Stored data entries
--- START ---

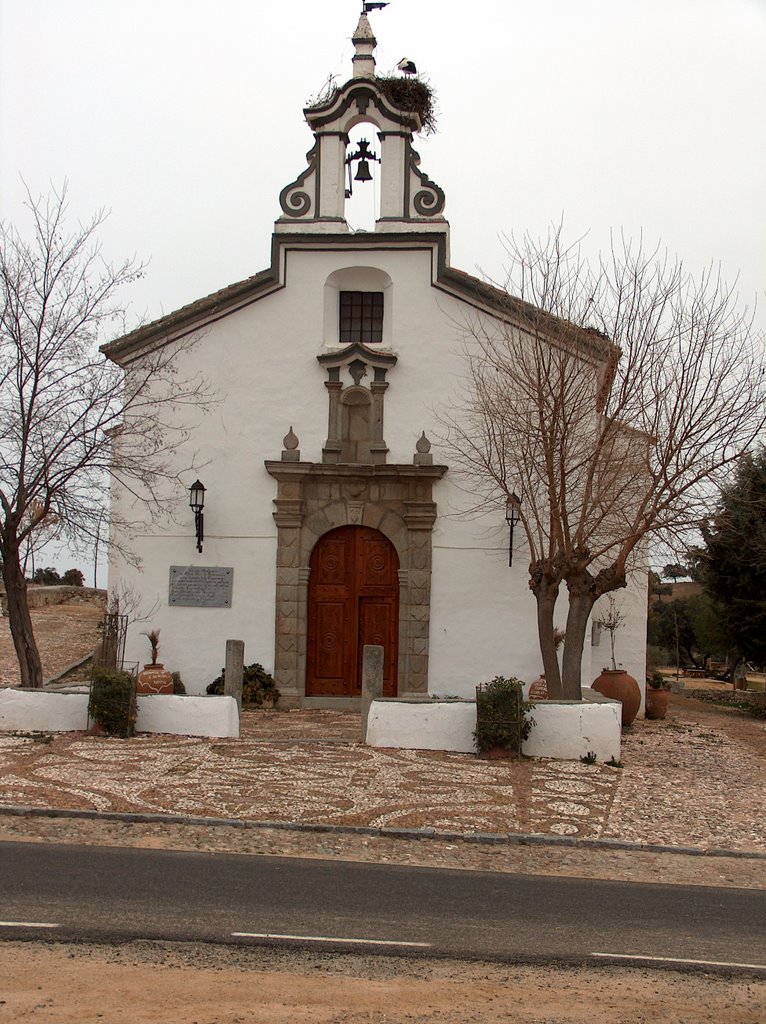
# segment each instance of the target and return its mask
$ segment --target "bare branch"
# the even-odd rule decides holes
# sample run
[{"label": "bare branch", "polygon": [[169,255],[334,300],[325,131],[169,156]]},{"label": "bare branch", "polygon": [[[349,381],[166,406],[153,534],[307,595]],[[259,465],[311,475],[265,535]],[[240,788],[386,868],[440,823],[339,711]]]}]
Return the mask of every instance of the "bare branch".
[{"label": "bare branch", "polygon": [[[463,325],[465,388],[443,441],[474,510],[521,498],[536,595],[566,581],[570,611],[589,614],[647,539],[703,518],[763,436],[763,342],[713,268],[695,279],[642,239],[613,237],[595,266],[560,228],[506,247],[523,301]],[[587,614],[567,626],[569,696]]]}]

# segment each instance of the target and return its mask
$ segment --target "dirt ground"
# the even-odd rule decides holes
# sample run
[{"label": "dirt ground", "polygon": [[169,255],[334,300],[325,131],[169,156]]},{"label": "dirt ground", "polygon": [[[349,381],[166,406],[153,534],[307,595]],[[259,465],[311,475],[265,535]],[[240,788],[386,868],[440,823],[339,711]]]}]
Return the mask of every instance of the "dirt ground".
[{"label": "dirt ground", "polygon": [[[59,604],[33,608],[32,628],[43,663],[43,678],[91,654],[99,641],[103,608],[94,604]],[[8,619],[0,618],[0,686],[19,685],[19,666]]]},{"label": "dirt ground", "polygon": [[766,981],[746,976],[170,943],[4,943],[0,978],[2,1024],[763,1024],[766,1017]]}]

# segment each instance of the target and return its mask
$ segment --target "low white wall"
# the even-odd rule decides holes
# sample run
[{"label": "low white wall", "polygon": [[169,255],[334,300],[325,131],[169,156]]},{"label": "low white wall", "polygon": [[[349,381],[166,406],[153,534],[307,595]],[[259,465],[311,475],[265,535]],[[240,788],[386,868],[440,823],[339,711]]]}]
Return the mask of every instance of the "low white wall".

--- END ---

§ To do
Hand back the data exactly as it appears, with all pictures cut.

§ Exercise answer
# segment each instance of the target and return its mask
$ segment --target "bare branch"
# the even-odd rule decides holes
# sample run
[{"label": "bare branch", "polygon": [[169,255],[334,300],[325,131],[169,156]]},{"label": "bare branch", "polygon": [[[349,381],[166,406],[153,534],[307,595]],[[259,465],[311,475],[265,535]],[[240,788],[386,868],[440,823],[339,711]]]}]
Return the mask of every instance of the "bare branch".
[{"label": "bare branch", "polygon": [[[463,325],[465,388],[443,441],[474,510],[521,498],[536,595],[566,581],[570,611],[589,614],[647,539],[703,518],[763,436],[763,342],[713,268],[695,279],[642,239],[613,237],[595,266],[560,228],[506,247],[523,301]],[[587,614],[567,626],[569,696]]]}]

# segment each instance of the target and return its mask
$ segment --target "dirt ground"
# the even-odd rule decides holes
# sample run
[{"label": "dirt ground", "polygon": [[169,255],[334,300],[325,131],[169,156]]},{"label": "dirt ground", "polygon": [[[349,381],[166,406],[153,534],[307,595]],[[259,465],[311,475],[265,535]],[[240,788],[386,868],[440,823],[339,711]]]}]
Return the mask of every instance of the "dirt ground".
[{"label": "dirt ground", "polygon": [[[59,604],[33,608],[32,628],[43,663],[43,678],[91,654],[99,641],[103,608],[94,604]],[[8,619],[0,618],[0,686],[19,685],[19,666]]]},{"label": "dirt ground", "polygon": [[766,981],[746,976],[170,943],[4,943],[0,978],[2,1024],[763,1024],[766,1017]]}]

# segment each instance of the target and return its mask
$ segment --target "low white wall"
# the even-odd rule decides holes
# sample run
[{"label": "low white wall", "polygon": [[169,255],[334,300],[325,131],[169,156]]},{"label": "low white wall", "polygon": [[[349,381],[166,406],[153,534],[307,595]],[[259,465],[311,475],[265,535]],[[240,788],[386,868],[440,823],[339,711]]]}]
Return the mask of every instance of the "low white wall".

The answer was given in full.